Short exercise –
Copy the data precisely, character for character, and leave out every picture.

──────── Source data ────────

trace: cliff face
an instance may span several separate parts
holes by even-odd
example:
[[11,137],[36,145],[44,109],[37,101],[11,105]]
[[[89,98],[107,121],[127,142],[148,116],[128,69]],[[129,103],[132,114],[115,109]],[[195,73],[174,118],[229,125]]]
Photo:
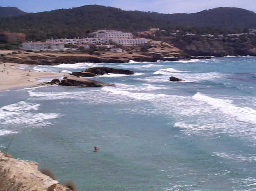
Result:
[[256,56],[256,37],[208,38],[202,37],[170,38],[165,41],[191,56]]
[[0,152],[0,190],[70,190],[42,174],[37,170],[38,167],[36,162],[7,157]]

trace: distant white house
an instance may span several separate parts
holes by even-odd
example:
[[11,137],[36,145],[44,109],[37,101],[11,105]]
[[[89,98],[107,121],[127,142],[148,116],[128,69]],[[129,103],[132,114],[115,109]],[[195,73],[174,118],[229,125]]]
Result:
[[63,42],[28,42],[22,43],[21,49],[25,50],[63,50],[64,44]]
[[99,47],[104,47],[105,48],[115,48],[116,46],[115,45],[112,45],[111,44],[108,44],[107,45],[104,45],[104,44],[100,44],[100,45],[96,45],[97,48]]
[[149,31],[150,32],[156,32],[160,30],[159,28],[154,28],[153,27],[151,27],[149,28]]
[[46,42],[64,42],[69,44],[97,44],[108,43],[109,39],[106,38],[85,38],[80,39],[47,39]]
[[[63,43],[64,44],[77,45],[106,44],[109,44],[111,40],[116,43],[126,46],[136,45],[147,43],[145,39],[133,39],[132,34],[130,32],[123,32],[121,31],[98,30],[91,33],[90,38],[80,39],[47,39],[47,43]],[[104,45],[105,46],[105,45]],[[106,48],[106,47],[105,47]],[[113,48],[109,47],[106,48]]]
[[119,30],[96,30],[91,33],[94,38],[107,38],[109,39],[132,39],[132,33],[123,32]]
[[213,34],[203,34],[202,35],[202,36],[203,37],[214,37],[214,35]]
[[117,44],[123,44],[125,46],[136,46],[148,42],[148,40],[146,39],[111,39],[111,41]]
[[123,52],[123,49],[122,48],[112,48],[110,49],[111,52]]

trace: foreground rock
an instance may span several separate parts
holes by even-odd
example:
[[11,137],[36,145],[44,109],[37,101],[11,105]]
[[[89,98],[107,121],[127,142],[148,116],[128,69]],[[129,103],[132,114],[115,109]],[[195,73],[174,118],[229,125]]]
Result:
[[104,75],[104,74],[107,73],[122,74],[126,75],[134,74],[134,72],[133,71],[128,70],[124,70],[123,69],[108,68],[107,67],[94,67],[93,68],[90,68],[88,69],[86,69],[85,71],[85,72],[93,73],[98,75]]
[[37,170],[38,163],[7,157],[0,152],[0,190],[68,191]]
[[100,87],[101,86],[114,86],[115,85],[95,80],[83,79],[73,76],[66,76],[59,83],[61,86],[79,86],[79,87]]
[[178,78],[174,77],[173,76],[171,76],[170,77],[170,81],[173,81],[174,82],[182,82],[182,81],[184,81],[184,80],[182,79],[180,79]]

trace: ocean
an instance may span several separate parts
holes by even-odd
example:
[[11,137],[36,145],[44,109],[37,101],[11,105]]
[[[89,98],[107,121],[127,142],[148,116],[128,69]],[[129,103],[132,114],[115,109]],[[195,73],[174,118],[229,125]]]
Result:
[[103,66],[135,73],[0,92],[0,149],[80,191],[256,190],[256,57],[30,69]]

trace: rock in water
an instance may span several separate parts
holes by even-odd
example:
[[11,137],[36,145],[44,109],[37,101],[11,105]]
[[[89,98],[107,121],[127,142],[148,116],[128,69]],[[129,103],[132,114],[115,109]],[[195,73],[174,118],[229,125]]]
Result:
[[50,83],[60,83],[60,80],[57,78],[54,78],[51,81]]
[[104,74],[107,73],[122,74],[127,75],[134,74],[134,72],[133,71],[131,71],[127,70],[124,70],[123,69],[108,68],[107,67],[94,67],[90,68],[88,69],[86,69],[85,72],[91,72],[98,75],[104,75]]
[[73,72],[71,75],[78,76],[78,77],[95,77],[97,75],[91,72]]
[[184,81],[184,80],[182,80],[182,79],[179,79],[179,78],[178,78],[174,77],[173,76],[171,76],[171,77],[170,77],[170,81],[173,81],[174,82],[182,82],[182,81]]
[[78,86],[80,87],[100,87],[101,86],[114,86],[114,84],[83,79],[72,76],[66,76],[59,83],[61,86]]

────────

Correct response –
trace: cliff face
an instance may span several separate parts
holes by even-odd
example:
[[11,137],[36,145],[44,109],[37,101],[11,105]]
[[[89,98],[107,121],[127,142],[148,116],[128,69]],[[129,103],[132,114],[115,109]],[[195,73],[174,118],[229,125]]]
Photo:
Result:
[[256,56],[256,37],[208,38],[202,37],[170,38],[165,41],[191,56]]
[[0,152],[0,190],[70,190],[42,174],[37,170],[38,167],[36,162],[7,157]]

trace: distant white house
an instance may span several separate parts
holes by even-odd
example:
[[11,137],[36,145],[44,109],[37,101],[11,105]]
[[[89,98],[107,121],[127,142],[148,116],[128,69]],[[129,103],[132,114],[115,109]],[[195,73],[174,118],[229,125]]]
Result:
[[63,42],[28,42],[22,43],[21,49],[25,50],[63,50],[64,44]]
[[99,47],[104,47],[105,48],[115,48],[116,46],[115,45],[112,45],[111,44],[108,44],[107,45],[104,45],[104,44],[100,44],[100,45],[96,45],[97,48]]
[[149,31],[150,32],[156,32],[160,30],[159,28],[154,28],[153,27],[151,27],[149,28]]
[[46,42],[64,42],[69,44],[97,44],[108,43],[109,39],[106,38],[85,38],[80,39],[47,39]]
[[[63,43],[64,44],[77,45],[106,44],[109,44],[111,40],[116,43],[126,46],[136,45],[147,43],[145,39],[133,39],[132,34],[130,32],[123,32],[121,31],[98,30],[91,33],[90,38],[80,39],[47,39],[47,43]],[[104,45],[105,46],[105,45]],[[106,48],[106,47],[105,47]],[[113,48],[109,47],[106,48]]]
[[119,30],[96,30],[91,33],[94,38],[107,38],[109,39],[132,39],[132,33],[123,32]]
[[213,34],[203,34],[202,35],[202,36],[203,37],[214,37],[214,35]]
[[117,44],[123,44],[125,46],[136,46],[148,42],[148,40],[146,39],[111,39],[111,41]]
[[123,52],[123,49],[122,48],[112,48],[110,49],[111,52]]

trace: foreground rock
an instance may span several separate parts
holes by even-odd
example:
[[11,137],[36,145],[44,109],[37,101],[11,105]]
[[[89,98],[107,121],[127,142],[148,116],[128,69]],[[129,103],[132,114],[115,109]],[[195,73],[174,118],[229,125]]]
Result:
[[104,75],[104,74],[107,73],[122,74],[126,75],[134,74],[134,72],[133,71],[128,70],[124,70],[123,69],[108,68],[107,67],[94,67],[93,68],[90,68],[88,69],[86,69],[85,71],[85,72],[93,73],[98,75]]
[[37,170],[38,163],[7,157],[0,152],[0,190],[68,191]]
[[100,87],[101,86],[114,86],[115,85],[95,80],[83,79],[73,76],[66,76],[59,83],[61,86],[79,86],[79,87]]
[[178,78],[174,77],[173,76],[171,76],[170,77],[170,81],[173,81],[174,82],[182,82],[182,81],[184,81],[184,80],[182,79],[180,79]]

trace: ocean
an instance may span several separate parts
holes by even-odd
example:
[[11,137],[36,145],[44,109],[37,101],[11,105]]
[[[89,98],[107,121],[127,142],[148,116],[128,69]],[[129,103],[132,114],[115,109]],[[195,73],[174,118],[229,125]]]
Result:
[[103,66],[135,73],[0,92],[0,149],[80,191],[256,190],[256,57],[30,69]]

trace: rock in water
an instance may span several separate parts
holes by even-odd
example:
[[11,137],[36,145],[44,109],[37,101],[11,105]]
[[[89,98],[107,121],[127,142],[148,116],[128,69]],[[129,103],[132,114],[115,109]],[[195,73],[174,118],[229,125]]]
Result:
[[50,83],[60,83],[60,80],[57,78],[54,78],[51,81]]
[[104,74],[107,73],[122,74],[127,75],[134,74],[134,72],[133,71],[131,71],[127,70],[124,70],[123,69],[108,68],[107,67],[94,67],[90,68],[88,69],[86,69],[85,72],[91,72],[98,75],[104,75]]
[[73,72],[71,75],[78,76],[78,77],[95,77],[97,75],[91,72]]
[[184,81],[184,80],[182,80],[182,79],[179,79],[179,78],[178,78],[174,77],[173,76],[171,76],[171,77],[170,77],[170,81],[173,81],[174,82],[182,82],[182,81]]
[[78,86],[80,87],[100,87],[101,86],[114,86],[114,84],[83,79],[72,76],[66,76],[59,83],[61,86]]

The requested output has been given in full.